**Exercise requirements:**
(a) In the thread on maturity-date bond ETFs, why does one poster consider switching to the Guggenheim Bullet funds if interest rates appear about to rise? Answer in one to three sentences.
(b) Write the next part of the maturity-date bond ETF discussion, picking up after its final post.

**Page extract:**

-*-*-

A Guide to Maturity-Date Bond ETFs - Seeking Alpha

I have never been a fan of bond mutual funds but this alternative sounds pretty attractive for the fixed income portion of my portfolio.

Does anyone have any experience with these? What do I need to look out for? Any feedback appreciated.
 
No, but I did seriously consider the Guggenheim funds recently when I converted my ex-employer 401k to my IRA. I would also be interested in others experience.

I ended up instead going with (at least for now) Vanguard Investment Grade Admiral (74% of fixed income), Vanguard GNMA (10%) and Vanguard High Yield Admiral (16%). At the time, this mix had a 3.75% yield and 4.8 duration, which were a lot better than Total Bond which had been my prior "go-to" fixed income fund.

If it appears that interest rates are about to rise I may dump those and go with the Guggenheim Bullet funds. I realize that the fair value will decline as rates rise but at least I know I would get my par back.
 
Are these much different from closed-end funds from the likes of Nuveen?
 
I'm not familiar with the Nuveen funds but I think the Guggenheim funds are unique in that the bonds in the underlying portfolio will mature in the stated year and the proceeds from maturities will be distributed to investors in the fund. So the cash flow is the same as owning a portfolio of individual bonds that mature in the target year but you have more diversification that you might be able to achieve as an individual but pay 24bps management fees as a result.
 
CEFs have a set number of shares and no new shares will be created. So the sponsor in this case would buy all the bonds ahead of time to create the amount of CEF shares needed and there would be no new shares created nor shares redeemed for the bonds. The expense ratio would come out of the dividends.

-*-*-

**Object pointing dataset rows:**
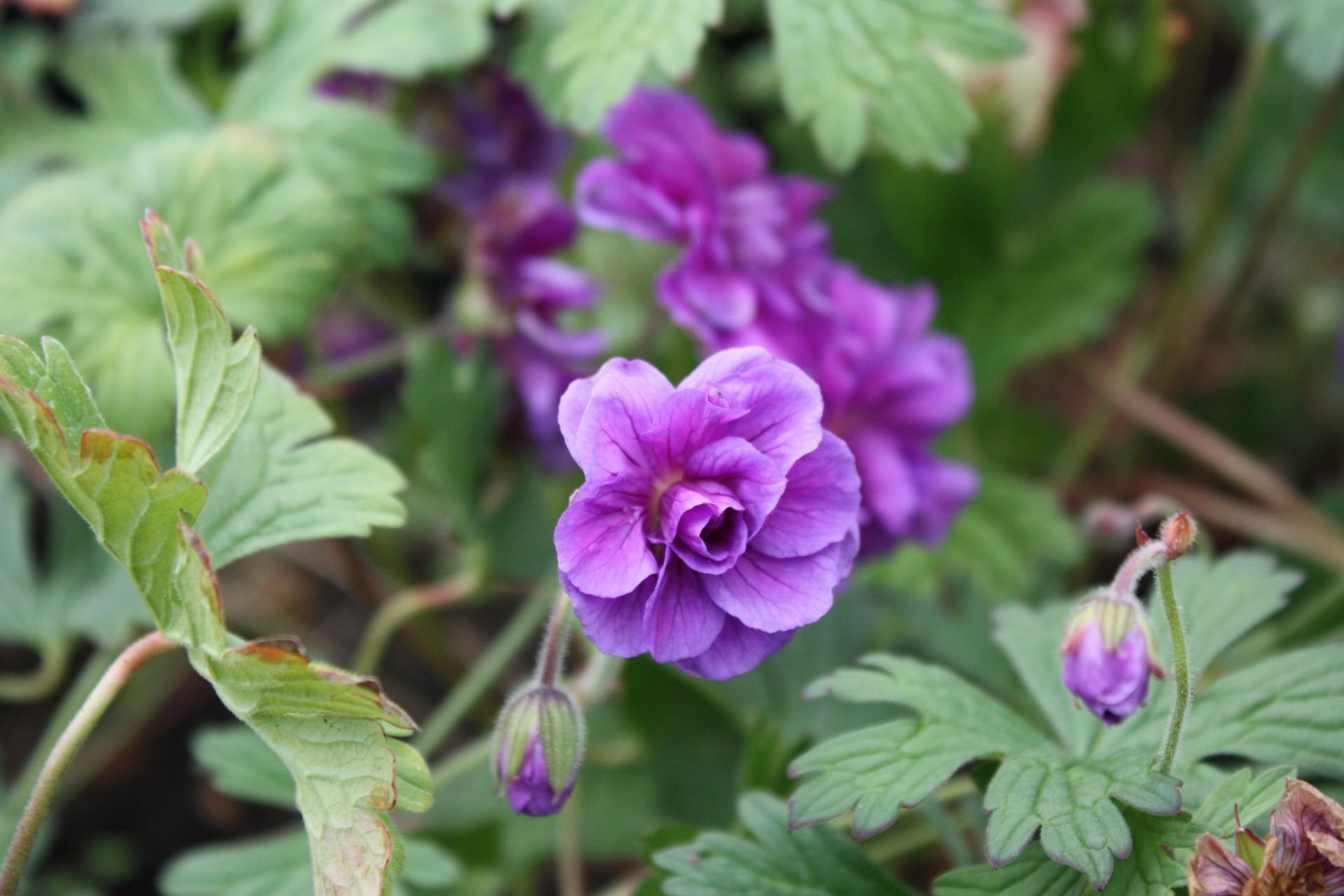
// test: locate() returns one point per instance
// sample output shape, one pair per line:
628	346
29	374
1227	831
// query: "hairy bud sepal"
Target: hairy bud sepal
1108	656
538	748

-*-*-

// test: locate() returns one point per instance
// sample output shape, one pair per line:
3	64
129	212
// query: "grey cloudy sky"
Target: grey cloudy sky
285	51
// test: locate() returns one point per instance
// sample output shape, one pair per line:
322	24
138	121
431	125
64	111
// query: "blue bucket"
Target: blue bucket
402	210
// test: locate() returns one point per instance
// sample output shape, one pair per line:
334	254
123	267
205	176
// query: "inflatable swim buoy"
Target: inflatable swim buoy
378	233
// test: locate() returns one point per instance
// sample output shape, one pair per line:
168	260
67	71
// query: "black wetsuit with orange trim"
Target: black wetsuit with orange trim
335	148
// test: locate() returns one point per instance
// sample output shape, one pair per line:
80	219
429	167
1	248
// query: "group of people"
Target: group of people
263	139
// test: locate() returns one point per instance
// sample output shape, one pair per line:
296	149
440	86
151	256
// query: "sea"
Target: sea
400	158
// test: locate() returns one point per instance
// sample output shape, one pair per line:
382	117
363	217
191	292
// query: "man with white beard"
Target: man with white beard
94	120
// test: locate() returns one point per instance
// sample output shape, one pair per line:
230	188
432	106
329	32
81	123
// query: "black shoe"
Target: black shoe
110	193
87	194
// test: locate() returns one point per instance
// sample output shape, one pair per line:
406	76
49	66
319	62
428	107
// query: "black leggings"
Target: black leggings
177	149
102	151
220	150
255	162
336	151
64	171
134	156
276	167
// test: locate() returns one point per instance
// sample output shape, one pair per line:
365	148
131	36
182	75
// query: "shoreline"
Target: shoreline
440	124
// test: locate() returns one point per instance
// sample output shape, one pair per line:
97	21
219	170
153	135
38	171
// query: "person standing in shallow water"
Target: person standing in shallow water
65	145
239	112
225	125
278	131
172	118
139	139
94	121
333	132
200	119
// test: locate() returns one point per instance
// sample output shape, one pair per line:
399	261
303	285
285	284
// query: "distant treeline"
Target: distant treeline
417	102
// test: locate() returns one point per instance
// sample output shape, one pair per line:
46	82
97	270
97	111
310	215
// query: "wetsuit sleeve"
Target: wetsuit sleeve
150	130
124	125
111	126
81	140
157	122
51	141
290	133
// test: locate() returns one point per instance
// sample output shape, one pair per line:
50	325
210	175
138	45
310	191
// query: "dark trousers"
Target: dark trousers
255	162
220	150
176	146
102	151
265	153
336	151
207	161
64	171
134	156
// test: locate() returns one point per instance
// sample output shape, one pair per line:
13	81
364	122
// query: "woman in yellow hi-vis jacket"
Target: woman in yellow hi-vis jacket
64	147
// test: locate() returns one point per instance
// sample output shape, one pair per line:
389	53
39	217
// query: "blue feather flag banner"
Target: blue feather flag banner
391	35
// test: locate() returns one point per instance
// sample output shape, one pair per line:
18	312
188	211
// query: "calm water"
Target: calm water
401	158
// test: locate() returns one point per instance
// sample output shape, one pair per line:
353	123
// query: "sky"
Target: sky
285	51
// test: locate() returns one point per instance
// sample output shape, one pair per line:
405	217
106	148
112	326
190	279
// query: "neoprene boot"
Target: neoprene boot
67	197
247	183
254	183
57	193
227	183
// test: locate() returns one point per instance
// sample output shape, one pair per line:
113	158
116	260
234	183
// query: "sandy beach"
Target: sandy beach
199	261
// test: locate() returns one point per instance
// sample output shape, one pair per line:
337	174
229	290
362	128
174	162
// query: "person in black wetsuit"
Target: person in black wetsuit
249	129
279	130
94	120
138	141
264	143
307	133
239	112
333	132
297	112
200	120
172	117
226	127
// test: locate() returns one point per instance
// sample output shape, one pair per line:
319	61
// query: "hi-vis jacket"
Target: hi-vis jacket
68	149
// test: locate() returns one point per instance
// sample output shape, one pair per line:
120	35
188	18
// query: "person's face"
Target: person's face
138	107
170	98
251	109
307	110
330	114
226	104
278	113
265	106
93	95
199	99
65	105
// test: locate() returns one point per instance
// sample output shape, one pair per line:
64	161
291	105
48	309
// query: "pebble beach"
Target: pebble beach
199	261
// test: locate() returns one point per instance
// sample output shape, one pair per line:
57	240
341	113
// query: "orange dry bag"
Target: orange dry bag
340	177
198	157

-*-*-

**Task-by-task results:**
(a) The poster accepts that the funds' fair value would decline as rates rise, but would at least know that the par value would come back. That assurance is why the Bullet funds look attractive in a rising-rate environment.

(b)
ETFs do not have a set number of shares, but have a way to create new shares if someone with enough capital comes along and buys all the underlying stocks and exchanges them for a share of the ETF. I can imagine for a bond fund maturing in a specific year that one could not really buy all those bonds 5 or 10 years in the future in order to create a share of the ETF, so this is a problem for me to understand how these things would work.
 
I'm not familiar with the Nuveen funds but I think the Guggenheim funds are unique in that the bonds in the underlying portfolio will mature in the stated year and the proceeds from maturities will be distributed to investors in the fund. So the cash flow is the same as owning a portfolio of individual bonds that mature in the target year but you have more diversification that you might be able to achieve as an individual but pay 24bps management fees as a result.

These target date bond funds would seem to be an advantage if you have a timeline on a liability. Matching the duration of the ETF to your liability you would be indifferent to interest rate changes with the added benefit of diversification. However, for financing retirement and most other life goals, we don't have due dates. So, I don't really see the use of them. Maybe if you planned to buy an annuity at some later age you would want to put the premium amount into such a fund in the meantime.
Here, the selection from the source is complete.